WHAT TO PRODUCE ::
Transcribe all the records with complete accuracy.

EXERCISE MATERIAL ::
|---|
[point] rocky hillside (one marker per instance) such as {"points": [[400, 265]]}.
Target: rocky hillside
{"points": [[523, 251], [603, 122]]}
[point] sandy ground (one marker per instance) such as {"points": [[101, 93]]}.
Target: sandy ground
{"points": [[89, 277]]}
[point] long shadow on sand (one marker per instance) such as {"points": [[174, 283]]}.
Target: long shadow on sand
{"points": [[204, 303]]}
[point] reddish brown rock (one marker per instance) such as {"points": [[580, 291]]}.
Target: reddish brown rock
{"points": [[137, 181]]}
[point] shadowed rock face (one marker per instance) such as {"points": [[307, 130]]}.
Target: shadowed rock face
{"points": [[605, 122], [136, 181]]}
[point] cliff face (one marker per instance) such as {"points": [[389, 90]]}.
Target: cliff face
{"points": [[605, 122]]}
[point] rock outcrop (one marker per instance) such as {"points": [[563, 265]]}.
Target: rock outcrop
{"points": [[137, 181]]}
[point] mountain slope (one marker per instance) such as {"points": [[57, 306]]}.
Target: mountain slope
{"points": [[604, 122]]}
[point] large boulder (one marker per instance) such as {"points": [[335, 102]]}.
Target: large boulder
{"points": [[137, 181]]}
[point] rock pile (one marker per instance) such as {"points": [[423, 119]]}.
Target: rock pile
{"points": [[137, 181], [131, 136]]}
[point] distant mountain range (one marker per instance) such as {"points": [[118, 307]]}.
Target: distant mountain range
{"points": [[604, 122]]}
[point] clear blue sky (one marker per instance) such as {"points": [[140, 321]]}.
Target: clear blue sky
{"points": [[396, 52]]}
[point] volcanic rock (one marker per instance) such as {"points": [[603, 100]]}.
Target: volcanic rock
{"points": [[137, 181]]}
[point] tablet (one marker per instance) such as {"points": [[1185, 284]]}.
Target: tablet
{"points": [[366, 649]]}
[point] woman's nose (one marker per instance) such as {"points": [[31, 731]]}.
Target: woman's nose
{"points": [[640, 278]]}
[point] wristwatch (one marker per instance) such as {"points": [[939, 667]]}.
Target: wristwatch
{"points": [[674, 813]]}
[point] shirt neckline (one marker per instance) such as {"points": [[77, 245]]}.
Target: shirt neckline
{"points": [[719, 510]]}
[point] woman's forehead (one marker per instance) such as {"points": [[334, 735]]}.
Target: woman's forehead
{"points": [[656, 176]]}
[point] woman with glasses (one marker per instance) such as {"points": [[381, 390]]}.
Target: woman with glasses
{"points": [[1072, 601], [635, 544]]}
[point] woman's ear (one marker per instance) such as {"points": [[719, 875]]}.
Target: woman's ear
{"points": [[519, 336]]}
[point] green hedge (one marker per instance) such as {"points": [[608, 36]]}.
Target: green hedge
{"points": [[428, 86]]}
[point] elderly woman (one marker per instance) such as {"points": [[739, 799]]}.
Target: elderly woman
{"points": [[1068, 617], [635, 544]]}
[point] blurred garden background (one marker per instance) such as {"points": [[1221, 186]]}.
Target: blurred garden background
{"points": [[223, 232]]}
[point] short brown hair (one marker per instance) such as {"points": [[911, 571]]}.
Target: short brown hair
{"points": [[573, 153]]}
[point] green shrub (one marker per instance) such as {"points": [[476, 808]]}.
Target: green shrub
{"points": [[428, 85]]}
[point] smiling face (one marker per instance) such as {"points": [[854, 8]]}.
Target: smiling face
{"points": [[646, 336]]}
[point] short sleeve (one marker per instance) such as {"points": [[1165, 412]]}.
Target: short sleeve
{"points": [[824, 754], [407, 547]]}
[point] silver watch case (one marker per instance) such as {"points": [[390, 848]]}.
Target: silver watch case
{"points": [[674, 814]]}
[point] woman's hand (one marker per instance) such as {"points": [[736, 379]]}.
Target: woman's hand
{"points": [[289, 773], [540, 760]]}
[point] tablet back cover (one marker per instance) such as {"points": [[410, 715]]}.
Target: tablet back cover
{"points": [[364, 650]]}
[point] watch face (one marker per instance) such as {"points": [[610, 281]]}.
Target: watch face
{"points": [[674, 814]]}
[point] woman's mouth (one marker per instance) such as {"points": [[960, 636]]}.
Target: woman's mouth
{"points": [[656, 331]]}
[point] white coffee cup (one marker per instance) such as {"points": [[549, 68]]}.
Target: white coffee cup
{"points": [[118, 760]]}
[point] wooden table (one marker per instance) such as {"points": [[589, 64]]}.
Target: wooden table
|---|
ANSWER TO THE TASK ::
[point] rocky hillside (one marker per instance) such as {"points": [[400, 265]]}.
Target: rocky hillside
{"points": [[523, 251], [603, 122]]}
[point] sandy ground (one marker per instance) such as {"points": [[101, 93]]}.
Target: sandy ground
{"points": [[89, 277]]}
[point] long shadow on sand (one marker per instance) such as {"points": [[174, 283]]}.
Target: long shadow on sand
{"points": [[204, 303]]}
[point] reddish brown rock (one marker per instance) such as {"points": [[580, 291]]}.
Target: reddish brown rock
{"points": [[137, 181]]}
[point] shadowed rock face (one marker per instance) such as {"points": [[307, 130]]}.
Target: shadowed rock face
{"points": [[605, 122], [136, 181]]}
[point] cliff face (one marker per instance) such as {"points": [[389, 90]]}.
Target: cliff face
{"points": [[605, 122]]}
[point] rock outcrop (one marker per instance) such as {"points": [[563, 265]]}.
Target: rock outcrop
{"points": [[137, 181]]}
[point] mountain slope (one marker per instance) such as {"points": [[57, 306]]}.
Target: mountain slope
{"points": [[604, 122]]}
[point] large boulder (one marker per instance) such as {"points": [[335, 102]]}.
Target: large boulder
{"points": [[137, 181]]}
[point] rock pile (one marker per instance) such as {"points": [[423, 119]]}.
Target: rock pile
{"points": [[137, 181], [131, 136]]}
[point] distant mountain range (one marker per instance) such as {"points": [[118, 307]]}.
Target: distant mountain range
{"points": [[604, 122]]}
[point] clear blue sky (one marker per instance) such as {"points": [[140, 321]]}.
Target: clear blue sky
{"points": [[396, 52]]}
[point] volcanic rock (one marker per instance) such as {"points": [[603, 100]]}.
Target: volcanic rock
{"points": [[137, 181]]}
[point] tablet (one marker per instance) such as {"points": [[1185, 284]]}.
Target: tablet
{"points": [[366, 649]]}
[point] woman's nose (one marker per instance) such as {"points": [[31, 731]]}.
Target: woman's nose
{"points": [[640, 278]]}
[point] wristwatch (one marker per instance) such as {"points": [[939, 667]]}.
Target: wristwatch
{"points": [[674, 813]]}
[point] shirt neckline (one marker per instance) such as {"points": [[77, 245]]}.
Target: shirt neckline
{"points": [[719, 510]]}
[point] woman's forehead (one marker per instance) such as {"points": [[334, 735]]}.
Target: woman's forehead
{"points": [[656, 176]]}
[point] woman with glasses (one marker per instance) such as {"points": [[381, 390]]}.
Target: woman with glasses
{"points": [[1072, 601], [635, 544]]}
[point] woman's ear (one marker per instance) such as {"points": [[719, 875]]}.
Target: woman's ear
{"points": [[519, 336]]}
[point] green hedge (one marker per instance) such as {"points": [[608, 36]]}.
Target: green hedge
{"points": [[428, 86]]}
[point] elderly woman (one marker per instance) such as {"points": [[739, 799]]}.
Target: elderly woman
{"points": [[1068, 617], [635, 544]]}
[point] blurred garden background (one marker per instance) such as {"points": [[1221, 186]]}.
Target: blurred garden background
{"points": [[223, 232]]}
[point] short brown hair (one marker per instance) such as {"points": [[911, 571]]}.
Target: short brown hair
{"points": [[573, 153]]}
[point] green shrub (one marker per instance) such as {"points": [[476, 808]]}.
Target: green shrub
{"points": [[428, 85]]}
[point] smiling face (one marker per instance) such as {"points": [[854, 8]]}.
Target: smiling face
{"points": [[646, 336]]}
[point] short sleeve (one marker per instance) such as {"points": [[1165, 412]]}.
Target: short sleeve
{"points": [[824, 754], [407, 547]]}
[point] silver watch case (one marker per instance) such as {"points": [[390, 848]]}.
Target: silver watch case
{"points": [[674, 814]]}
[point] woman's hand (one marker per instance) such as {"points": [[736, 379]]}.
Target: woman's hand
{"points": [[289, 773], [540, 760]]}
[point] tablet back cover (one marker per instance) such as {"points": [[410, 715]]}.
Target: tablet back cover
{"points": [[364, 650]]}
[point] watch face (one marker per instance) such as {"points": [[610, 281]]}.
Target: watch face
{"points": [[674, 814]]}
[point] woman's mouth (one marker per instance) such as {"points": [[960, 636]]}.
Target: woman's mouth
{"points": [[656, 331]]}
[point] white coffee cup (one marker per instance) such as {"points": [[549, 68]]}.
Target: white coffee cup
{"points": [[118, 760]]}
[point] wooden table (one marker per instance) such as {"points": [[589, 64]]}.
Target: wooden table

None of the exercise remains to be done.